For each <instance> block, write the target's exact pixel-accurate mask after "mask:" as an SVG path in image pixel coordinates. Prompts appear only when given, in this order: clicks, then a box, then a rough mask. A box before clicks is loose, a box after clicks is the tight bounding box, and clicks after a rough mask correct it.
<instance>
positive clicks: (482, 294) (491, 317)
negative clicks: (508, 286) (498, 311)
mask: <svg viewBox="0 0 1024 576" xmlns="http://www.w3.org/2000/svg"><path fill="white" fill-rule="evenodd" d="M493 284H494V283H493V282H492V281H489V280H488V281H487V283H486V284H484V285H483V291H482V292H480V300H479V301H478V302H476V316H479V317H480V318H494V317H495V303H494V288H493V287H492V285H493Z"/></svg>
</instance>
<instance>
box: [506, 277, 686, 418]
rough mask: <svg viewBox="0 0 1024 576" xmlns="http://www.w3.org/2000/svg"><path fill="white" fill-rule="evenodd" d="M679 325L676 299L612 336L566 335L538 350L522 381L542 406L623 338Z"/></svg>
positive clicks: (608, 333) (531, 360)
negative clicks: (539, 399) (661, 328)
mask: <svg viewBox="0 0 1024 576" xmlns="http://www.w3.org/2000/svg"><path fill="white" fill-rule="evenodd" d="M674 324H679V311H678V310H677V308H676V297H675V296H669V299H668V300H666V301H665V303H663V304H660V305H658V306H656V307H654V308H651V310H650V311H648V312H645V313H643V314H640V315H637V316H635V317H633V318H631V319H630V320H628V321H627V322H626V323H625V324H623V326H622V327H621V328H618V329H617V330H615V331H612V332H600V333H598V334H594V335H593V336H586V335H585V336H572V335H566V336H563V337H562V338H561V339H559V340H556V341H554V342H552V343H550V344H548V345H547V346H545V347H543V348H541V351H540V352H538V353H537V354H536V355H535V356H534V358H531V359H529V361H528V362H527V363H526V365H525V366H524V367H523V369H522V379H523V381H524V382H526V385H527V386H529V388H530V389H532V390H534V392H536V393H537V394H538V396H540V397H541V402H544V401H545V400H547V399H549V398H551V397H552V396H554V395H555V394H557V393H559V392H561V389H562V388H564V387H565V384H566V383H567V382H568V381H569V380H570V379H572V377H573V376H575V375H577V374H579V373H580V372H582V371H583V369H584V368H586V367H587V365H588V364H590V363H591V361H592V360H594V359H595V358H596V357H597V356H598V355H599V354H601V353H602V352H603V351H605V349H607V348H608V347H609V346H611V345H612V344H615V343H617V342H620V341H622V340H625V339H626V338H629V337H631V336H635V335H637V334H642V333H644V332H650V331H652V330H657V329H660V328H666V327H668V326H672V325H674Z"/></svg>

════════

**WHAT YOU WILL DO**
Copy the records above exactly, starting at the line that contains "</instance>" and ending at the last line, and leave out all earlier lines.

**ANSWER FOR THE TASK**
</instance>
<instance>
box: [506, 277, 686, 418]
rough mask: <svg viewBox="0 0 1024 576" xmlns="http://www.w3.org/2000/svg"><path fill="white" fill-rule="evenodd" d="M679 325L676 299L612 336L566 335L538 350L522 381L542 406L623 338Z"/></svg>
positive clicks: (608, 333) (531, 360)
negative clicks: (539, 399) (661, 328)
mask: <svg viewBox="0 0 1024 576" xmlns="http://www.w3.org/2000/svg"><path fill="white" fill-rule="evenodd" d="M674 324H679V311H678V310H677V308H676V297H675V296H669V299H668V300H666V301H665V303H663V304H660V305H658V306H656V307H654V308H651V310H650V311H648V312H645V313H643V314H640V315H637V316H635V317H633V318H631V319H630V320H628V321H627V322H626V323H625V324H623V326H622V327H621V328H618V329H617V330H615V331H612V332H600V333H598V334H594V335H593V336H586V335H585V336H572V335H566V336H563V337H562V338H561V339H559V340H556V341H554V342H552V343H550V344H548V345H547V346H545V347H543V348H541V351H540V352H538V353H537V354H536V355H535V356H534V358H531V359H529V361H528V362H527V363H526V365H525V366H524V367H523V369H522V379H523V381H524V382H526V385H527V386H529V388H530V389H532V390H534V392H536V393H537V394H538V396H540V397H541V402H544V401H545V400H547V399H549V398H551V397H552V396H554V395H555V394H557V393H559V392H561V389H562V388H564V387H565V384H566V383H567V382H568V381H569V380H570V379H572V377H573V376H575V375H577V374H579V373H580V372H582V371H583V369H584V368H586V367H587V365H588V364H590V363H591V361H592V360H594V359H595V358H596V357H597V356H598V355H599V354H601V353H602V352H603V351H605V349H607V348H608V347H609V346H611V345H612V344H615V343H617V342H620V341H622V340H625V339H626V338H629V337H631V336H635V335H637V334H642V333H644V332H650V331H652V330H657V329H660V328H666V327H668V326H672V325H674Z"/></svg>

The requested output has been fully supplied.